State v. Gaines
Decision Date | 04 June 1985 |
Citation | 493 A.2d 209,196 Conn. 395 |
Parties | STATE of Connecticut v. Palmer GAINES. |
Court | Connecticut Supreme Court |
Temmy Ann Pieszak, Asst. Public Defender, with whom, on the brief, was Joette Katz, Public Defender, for appellant (defendant).
Carl Schuman, Asst. State's Atty., with whom, on the brief, were John Kelly, State's Atty., and William Domnarski, Deputy Asst. State's Atty., for appellee (state).
Before PETERS, C.J., and ARTHUR H. HEALEY, PARSKEY, SHEA and SANTANIELLO, JJ.
The defendant, Palmer Gaines, was charged by information with one count of robbery in the first degree. The charging document specifically alleged that the defendant "did commit a robbery and in the course of the commission of said robbery he displayed what he represented by his words or conduct to be a pistol or revolver, in violation of Section 53a-134(a)(4) of the General Statutes of Connecticut." 1 A jury convicted the defendant of the charged offense and he was sentenced to a term of not less than six nor more than twelve years imprisonment. The defendant appeals from the judgment of conviction claiming that the evidence adduced at trial was insufficient to prove him guilty of robbery in the first degree as charged in the information. We find no error.
From the evidence presented at trial, the jury could reasonably have found the following facts. On July 7, 1980, at approximately 5:30 p.m., the defendant and another man entered the Shoetown store in Derby. At the time of their entrance, there were four employees and no customers in the store. After consulting with a salesclerk, the defendant selected a pair of shoes and followed the clerk to the counter where the cash register was located. The three other employees were at the cash register at this time.
As the salesclerk who had waited on the defendant went behind the register counter to write up the sale, the defendant followed him. At that point, the four employees saw that the defendant was armed. The employees, each of whom testified at trial, variously described the defendant's weapon as "a handgun," a "long barreled pistol," "[j]ust a handgun," and "a handgun." Aside from one employee's testimony that the gun was black, none of the witnesses provided any further descriptive details concerning the weapon, and the gun was not produced at trial.
The defendant and his companion took approximately $1500, which had been removed from the store's cash register and safe by one of the employees upon their direction. The two men then ordered the four employees "to go in the side stockroom and lie face down and not to turn around or he'd shoot us if he saw any faces." When the employees had complied, the defendant and his accomplice took the wallets of two of the employees, containing a total of about $207, and left the store. The weapon used by the defendant was never recovered.
At trial, the jury was instructed that "[t]he law as charged in this case, provides that a person is guilty of robbery in the first degree when in the course of the commission of the crime, or of immediate flight therefrom, he or another participant in the crime displays or threatens the use of what he represents by his words or conduct to be a pistol or a revolver." 2 The court then charged the jury as to General Statutes § 53a-3(18). At the conclusion of the jury charge, the defendant moved for a judgment of acquittal on the ground that there was insufficient evidence that the weapon displayed by the defendant had a barrel of less than twelve inches. The court denied the motion, stating that there was "at least sufficient evidence to go to the jury," and an exception was taken.

WHAT YOU WILL DO
Could you reproduce, word for word, the stretch of the State v. Gaines opinion from "Carl Schuman, Asst." through "and SANTANIELLO, JJ."? The listing that comes next has no connection to the State v. Gaines opinion.

RECORDED DATA

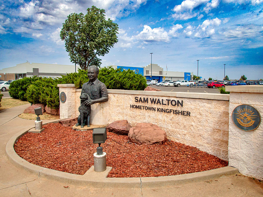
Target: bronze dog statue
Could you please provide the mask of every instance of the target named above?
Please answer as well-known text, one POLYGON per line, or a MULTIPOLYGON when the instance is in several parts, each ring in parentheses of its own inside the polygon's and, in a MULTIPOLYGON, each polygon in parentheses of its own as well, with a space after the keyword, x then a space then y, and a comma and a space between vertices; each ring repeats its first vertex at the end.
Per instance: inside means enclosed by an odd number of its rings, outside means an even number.
POLYGON ((90 97, 87 93, 83 93, 79 97, 80 98, 80 106, 79 107, 79 111, 80 115, 78 118, 78 123, 76 124, 76 126, 80 125, 80 127, 83 128, 84 125, 86 124, 88 127, 89 125, 89 119, 90 118, 90 113, 91 108, 90 105, 87 106, 84 104, 84 102, 87 100, 90 100, 90 97))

ANSWER TO THE EXERCISE
Carl Schuman, Asst. State's Atty., with whom, on the brief, were John Kelly, State's Atty., and William Domnarski, Deputy Asst. State's Atty., for appellee (state).
Before PETERS, C.J., and ARTHUR H. HEALEY, PARSKEY, SHEA and SANTANIELLO, JJ.